= Reading passage =
◇ ◇ ◇

These questions immediately waft away when I click into the channel itself. Pedestrian is now known as an online youth publisher but it started in the indie sleaze era of the mid-00s as a series of free DVDs they called “Plastizines”, packed with original productions: short clips, sponcon and party reports.

It’s a different beast that’s streaming on 9Now in 2023, more curated than created by the outlet, but the term “television” might still be a misnomer: it does away with all of the strictures of its free-to-air counterparts to provide an experience much closer to an infinite scroll. Its programming grid feels like free association: a 24/7 melange of web series, internet skits, music clips and niche reality shows that flow into one another without pause. The overall effect is akin to letting YouTube videos run on autoplay. It is enough to lull even the most caffeinated viewer into a state of smooth-brain.

◇ ◇ ◇

= Information =
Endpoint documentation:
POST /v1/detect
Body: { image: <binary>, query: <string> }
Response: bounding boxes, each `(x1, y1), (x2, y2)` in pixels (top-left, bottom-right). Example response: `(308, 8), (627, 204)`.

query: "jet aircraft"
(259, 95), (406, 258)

◇ ◇ ◇

= Task instructions =
From the passage on Pedestrian's streaming channel, extract word for word the portion starting with "These questions immediately" and going on through "and party reports.".

= Exercise solution =
These questions immediately waft away when I click into the channel itself. Pedestrian is now known as an online youth publisher but it started in the indie sleaze era of the mid-00s as a series of free DVDs they called “Plastizines”, packed with original productions: short clips, sponcon and party reports.